_Objective_: Print every one of the items below word for word, but omit the pictures.

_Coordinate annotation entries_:
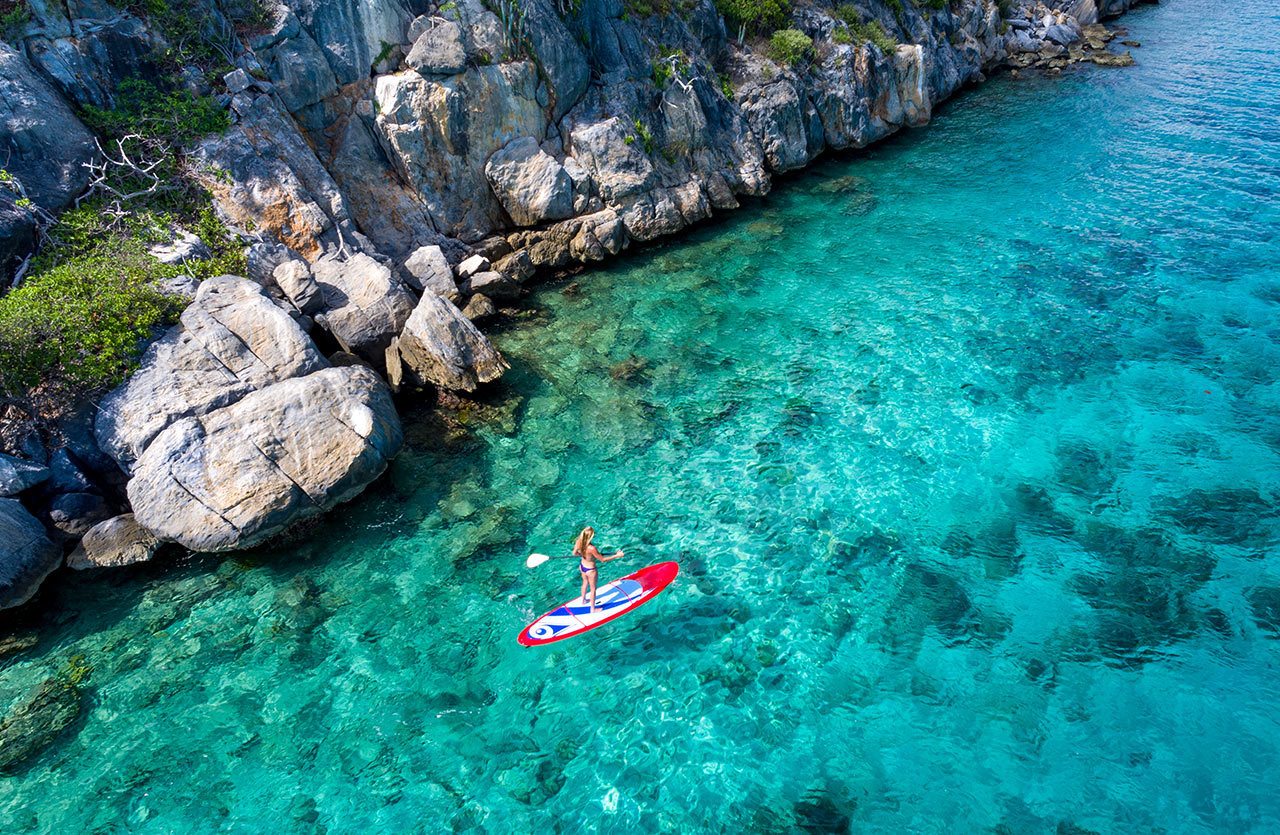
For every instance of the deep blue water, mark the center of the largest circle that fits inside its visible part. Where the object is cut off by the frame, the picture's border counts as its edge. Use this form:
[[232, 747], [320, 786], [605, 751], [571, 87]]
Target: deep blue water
[[968, 446]]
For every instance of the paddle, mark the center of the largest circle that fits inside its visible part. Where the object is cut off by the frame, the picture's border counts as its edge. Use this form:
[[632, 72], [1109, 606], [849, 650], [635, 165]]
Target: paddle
[[538, 559]]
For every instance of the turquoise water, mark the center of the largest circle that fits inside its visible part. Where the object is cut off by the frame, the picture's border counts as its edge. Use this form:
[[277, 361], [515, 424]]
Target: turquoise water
[[968, 447]]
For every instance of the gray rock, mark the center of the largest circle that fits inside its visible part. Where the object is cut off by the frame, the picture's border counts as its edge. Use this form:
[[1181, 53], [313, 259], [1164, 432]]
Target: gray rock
[[65, 475], [26, 555], [237, 81], [183, 247], [440, 347], [479, 308], [231, 341], [112, 543], [531, 186], [471, 265], [428, 270], [45, 145], [245, 473], [298, 286], [438, 50], [73, 514], [18, 475], [365, 305], [492, 284]]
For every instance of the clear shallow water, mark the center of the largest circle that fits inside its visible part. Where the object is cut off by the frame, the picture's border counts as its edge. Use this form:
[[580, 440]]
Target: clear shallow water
[[968, 447]]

_Solution to this task_:
For every instance of the deep blue water, mark the center of the largest circle that fits inside its visible part. Where the object is cut off by the frame, the picture's border counts as its edge. Use this form:
[[232, 747], [320, 786], [605, 751], [571, 87]]
Target: deep blue water
[[968, 446]]
For every instance of the paddle, mark the center of the largest circle that fits inside its visible part. Where the object is cut off by the frame, the picture's border counts as its edge. Use this form:
[[632, 72], [1109, 606], [849, 650], [635, 165]]
Target: paddle
[[538, 559]]
For every instance of the turquoise water, mark the center of the largest circle that fits inside its visible part. Where the object is cut off by the frame, the picture's border counts as its edge. Use this form:
[[277, 361], [515, 424]]
Target: turquoise water
[[968, 447]]
For every instance of the gray rock, mark the center of the largest circle that fits inside its visible part. Where the object is cut off by the frame, the picture's border counts as its edge. Use this form:
[[1181, 53], [313, 259], [1164, 432]]
Target: gray rock
[[65, 475], [26, 555], [237, 81], [183, 247], [440, 347], [479, 308], [231, 341], [112, 543], [531, 186], [471, 265], [428, 270], [45, 145], [245, 473], [298, 286], [438, 50], [73, 514], [18, 475], [365, 305], [492, 284]]
For every instance of the clear shallow water, mark the center of the largest circle that fits inside its visible part. Where the object is cut off by the frame, the picture's border counts as its edge. Use this form:
[[580, 440]]
Target: clear shallow water
[[968, 447]]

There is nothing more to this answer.